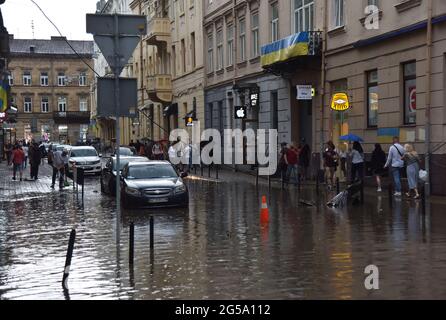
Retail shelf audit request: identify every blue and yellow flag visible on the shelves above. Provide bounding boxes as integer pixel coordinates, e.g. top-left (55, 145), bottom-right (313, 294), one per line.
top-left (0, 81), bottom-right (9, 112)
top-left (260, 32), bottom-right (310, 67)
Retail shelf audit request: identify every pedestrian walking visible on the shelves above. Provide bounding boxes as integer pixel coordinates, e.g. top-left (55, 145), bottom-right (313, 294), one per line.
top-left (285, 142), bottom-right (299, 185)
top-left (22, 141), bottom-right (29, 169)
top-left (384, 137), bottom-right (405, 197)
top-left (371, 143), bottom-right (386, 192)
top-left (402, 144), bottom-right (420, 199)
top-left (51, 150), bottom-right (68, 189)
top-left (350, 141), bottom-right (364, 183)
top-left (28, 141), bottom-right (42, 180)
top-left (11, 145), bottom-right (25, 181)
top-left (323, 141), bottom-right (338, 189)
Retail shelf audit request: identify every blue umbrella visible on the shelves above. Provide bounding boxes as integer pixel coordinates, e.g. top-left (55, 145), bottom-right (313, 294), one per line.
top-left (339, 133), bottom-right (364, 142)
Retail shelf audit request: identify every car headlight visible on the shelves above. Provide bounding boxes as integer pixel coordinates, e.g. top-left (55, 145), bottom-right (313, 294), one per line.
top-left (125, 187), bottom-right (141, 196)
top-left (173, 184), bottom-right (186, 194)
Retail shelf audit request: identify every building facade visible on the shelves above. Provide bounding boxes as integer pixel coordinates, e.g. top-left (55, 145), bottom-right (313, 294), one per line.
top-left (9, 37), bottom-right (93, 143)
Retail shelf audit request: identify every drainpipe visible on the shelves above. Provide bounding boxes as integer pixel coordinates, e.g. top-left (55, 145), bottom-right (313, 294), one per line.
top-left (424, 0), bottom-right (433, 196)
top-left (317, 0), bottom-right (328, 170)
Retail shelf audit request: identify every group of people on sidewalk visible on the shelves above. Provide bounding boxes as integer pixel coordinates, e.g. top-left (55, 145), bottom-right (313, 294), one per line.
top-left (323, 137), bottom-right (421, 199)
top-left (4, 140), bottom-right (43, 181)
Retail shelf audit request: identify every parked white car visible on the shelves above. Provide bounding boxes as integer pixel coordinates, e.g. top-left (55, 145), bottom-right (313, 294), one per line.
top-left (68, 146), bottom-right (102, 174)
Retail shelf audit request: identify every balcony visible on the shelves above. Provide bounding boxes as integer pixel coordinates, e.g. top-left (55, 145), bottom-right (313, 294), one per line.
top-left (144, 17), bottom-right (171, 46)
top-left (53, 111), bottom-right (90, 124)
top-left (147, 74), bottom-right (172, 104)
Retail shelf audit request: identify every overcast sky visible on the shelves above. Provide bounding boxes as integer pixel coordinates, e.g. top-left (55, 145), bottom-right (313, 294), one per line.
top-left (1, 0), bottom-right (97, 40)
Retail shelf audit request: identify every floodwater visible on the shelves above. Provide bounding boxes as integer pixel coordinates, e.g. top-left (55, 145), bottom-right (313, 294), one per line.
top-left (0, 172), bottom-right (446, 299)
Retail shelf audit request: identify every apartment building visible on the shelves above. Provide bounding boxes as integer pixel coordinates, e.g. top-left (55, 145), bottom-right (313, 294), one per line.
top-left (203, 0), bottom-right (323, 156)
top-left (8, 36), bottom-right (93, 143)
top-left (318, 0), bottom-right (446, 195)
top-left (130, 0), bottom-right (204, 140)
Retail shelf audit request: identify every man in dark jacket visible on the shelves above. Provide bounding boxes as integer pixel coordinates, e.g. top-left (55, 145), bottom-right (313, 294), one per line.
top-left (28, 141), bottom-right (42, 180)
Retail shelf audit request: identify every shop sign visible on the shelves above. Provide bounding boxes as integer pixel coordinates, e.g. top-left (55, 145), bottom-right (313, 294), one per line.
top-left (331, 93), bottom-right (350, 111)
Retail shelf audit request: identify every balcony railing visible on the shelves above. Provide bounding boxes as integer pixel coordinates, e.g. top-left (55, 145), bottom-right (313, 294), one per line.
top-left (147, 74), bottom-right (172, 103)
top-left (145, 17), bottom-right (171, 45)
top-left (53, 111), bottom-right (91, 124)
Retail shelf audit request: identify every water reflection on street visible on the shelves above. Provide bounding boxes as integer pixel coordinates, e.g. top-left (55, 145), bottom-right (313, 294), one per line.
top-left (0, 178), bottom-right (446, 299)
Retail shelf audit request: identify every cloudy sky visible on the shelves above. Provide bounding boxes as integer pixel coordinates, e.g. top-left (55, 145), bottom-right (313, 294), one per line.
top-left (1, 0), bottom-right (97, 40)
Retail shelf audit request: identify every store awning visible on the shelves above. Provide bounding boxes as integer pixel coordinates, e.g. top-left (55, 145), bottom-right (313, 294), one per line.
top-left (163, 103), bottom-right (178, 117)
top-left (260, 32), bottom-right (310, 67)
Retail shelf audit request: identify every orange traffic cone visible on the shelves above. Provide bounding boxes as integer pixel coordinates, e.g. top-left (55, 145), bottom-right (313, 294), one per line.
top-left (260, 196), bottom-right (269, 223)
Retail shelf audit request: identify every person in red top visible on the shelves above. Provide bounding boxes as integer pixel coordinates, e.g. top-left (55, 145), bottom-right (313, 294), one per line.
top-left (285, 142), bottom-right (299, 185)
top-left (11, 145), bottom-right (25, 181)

*Task brief*. Extract all of the rows above verbatim, omitting the pictures.

*Answer to this exercise*.
Retail shelf audit request: identify every blue and yellow flag visible on the shelves above. Provide bounding boxes as integer pixel coordinates, e.g. top-left (55, 145), bottom-right (313, 294), one per line.
top-left (0, 81), bottom-right (9, 112)
top-left (260, 32), bottom-right (310, 67)
Retail shelf audit request: identify every pedestrian walking visible on the shelves above. Provide bounding boxes as integer pixel coordinates, e.g. top-left (55, 145), bottom-right (313, 294), one per line.
top-left (285, 142), bottom-right (299, 185)
top-left (22, 141), bottom-right (29, 169)
top-left (384, 137), bottom-right (405, 197)
top-left (371, 143), bottom-right (386, 192)
top-left (402, 144), bottom-right (420, 199)
top-left (51, 150), bottom-right (68, 189)
top-left (350, 141), bottom-right (364, 183)
top-left (28, 141), bottom-right (42, 180)
top-left (11, 145), bottom-right (25, 181)
top-left (323, 141), bottom-right (338, 189)
Retail shelf audit request: identify every blue umbrella visible on the shelves above. Provide bounding boxes as integer pixel coordinates, e.g. top-left (55, 145), bottom-right (313, 294), one per line.
top-left (339, 133), bottom-right (364, 142)
Retail shelf audit request: identify every car headlight visible on the shelves above. Provide bounding boxes as integer pixel coordinates, e.g. top-left (55, 145), bottom-right (313, 294), one per line.
top-left (125, 187), bottom-right (141, 196)
top-left (173, 184), bottom-right (186, 194)
Retail shelf audit request: identify every building facade visible on the shelves above. Provide bounding boxes as integer pixel coordinates, e.g. top-left (55, 145), bottom-right (313, 294), one per line.
top-left (9, 37), bottom-right (93, 143)
Retail shelf audit request: identify every drainpipe visible on the shelves above. Provide bounding boxes as integer pixel coordinates, e.g. top-left (55, 145), bottom-right (313, 294), one per line.
top-left (424, 0), bottom-right (433, 196)
top-left (317, 0), bottom-right (328, 170)
Retail shelf audit request: identify every group of people on sidewalk visible on the shelves above. Provide bounding boxes as integer pixel coordinates, e.g. top-left (55, 145), bottom-right (313, 294), one per line.
top-left (323, 137), bottom-right (421, 199)
top-left (4, 140), bottom-right (43, 181)
Retail shelf audit request: identify every parked white car visible on the shelves above. Provide bounding boxes as integer pixel coordinates, e.g. top-left (55, 145), bottom-right (313, 294), one per line.
top-left (68, 146), bottom-right (102, 174)
Retail shelf audit request: identify every balcony visible on the shelves above. Provide bounding boxes as integer pixel coordinates, e.g. top-left (55, 145), bottom-right (313, 294), one per line.
top-left (144, 17), bottom-right (171, 46)
top-left (53, 111), bottom-right (90, 124)
top-left (147, 74), bottom-right (172, 104)
Retail shelf audit request: identify every overcast sky visible on the shelves above. Provide bounding boxes as integer pixel coordinates, e.g. top-left (55, 145), bottom-right (313, 294), one per line.
top-left (1, 0), bottom-right (97, 40)
Retail shelf audit request: identify every floodwater visible on the shelves above. Provide bounding boxes as integer pixel coordinates, e.g. top-left (55, 145), bottom-right (313, 294), one per line.
top-left (0, 172), bottom-right (446, 299)
Retail shelf audit request: identify every apartment building visible on the shelves above. Provide bounding boxes as integer pixel coordinates, e.g. top-left (55, 145), bottom-right (313, 294), one per line.
top-left (203, 0), bottom-right (323, 156)
top-left (8, 36), bottom-right (93, 143)
top-left (318, 0), bottom-right (446, 195)
top-left (130, 0), bottom-right (204, 140)
Retail shelf audit request: identify every man in dark jacket visible on the shelves above. Provide bounding boxes as integer pixel coordinates, e.g. top-left (55, 145), bottom-right (313, 294), one per line.
top-left (28, 141), bottom-right (42, 180)
Retail shelf audit request: identify every shop sign visible on the shelves above. Provide bounding boxes as integer pixel coordinates, e.g. top-left (55, 145), bottom-right (313, 294), one per line.
top-left (331, 93), bottom-right (350, 111)
Retail shelf audit request: identify every balcony railing visible on the shelves above. Provide bounding boxes as integer pixel coordinates, e.g. top-left (55, 145), bottom-right (313, 294), one per line.
top-left (147, 74), bottom-right (172, 103)
top-left (145, 17), bottom-right (171, 45)
top-left (53, 111), bottom-right (91, 124)
Retail shelf audit request: identify every water reflection on street visible on the shelves above. Provide bounding boxes as integer pixel coordinates, e.g. top-left (55, 145), bottom-right (313, 294), one per line.
top-left (0, 178), bottom-right (446, 299)
Retail shelf audit request: identify every cloudy sky visible on the shelves above. Provide bounding boxes as integer pixel coordinates, e.g. top-left (55, 145), bottom-right (313, 294), one per line.
top-left (1, 0), bottom-right (97, 40)
Retail shelf audit request: identify every store awning visible on the shelves above. Provide bounding boxes as integer pixel coordinates, e.g. top-left (55, 145), bottom-right (313, 294), one per line.
top-left (163, 103), bottom-right (178, 117)
top-left (260, 32), bottom-right (310, 67)
Retail shelf audit request: identify every orange traffic cone visible on the shelves above. Provide bounding boxes as integer pixel coordinates, e.g. top-left (55, 145), bottom-right (313, 294), one per line.
top-left (260, 196), bottom-right (269, 223)
Retail shelf audit request: identify every person in red top visible on the shelves above. Provide bounding boxes as integer pixel coordinates, e.g. top-left (55, 145), bottom-right (313, 294), one per line.
top-left (285, 142), bottom-right (299, 185)
top-left (11, 145), bottom-right (25, 181)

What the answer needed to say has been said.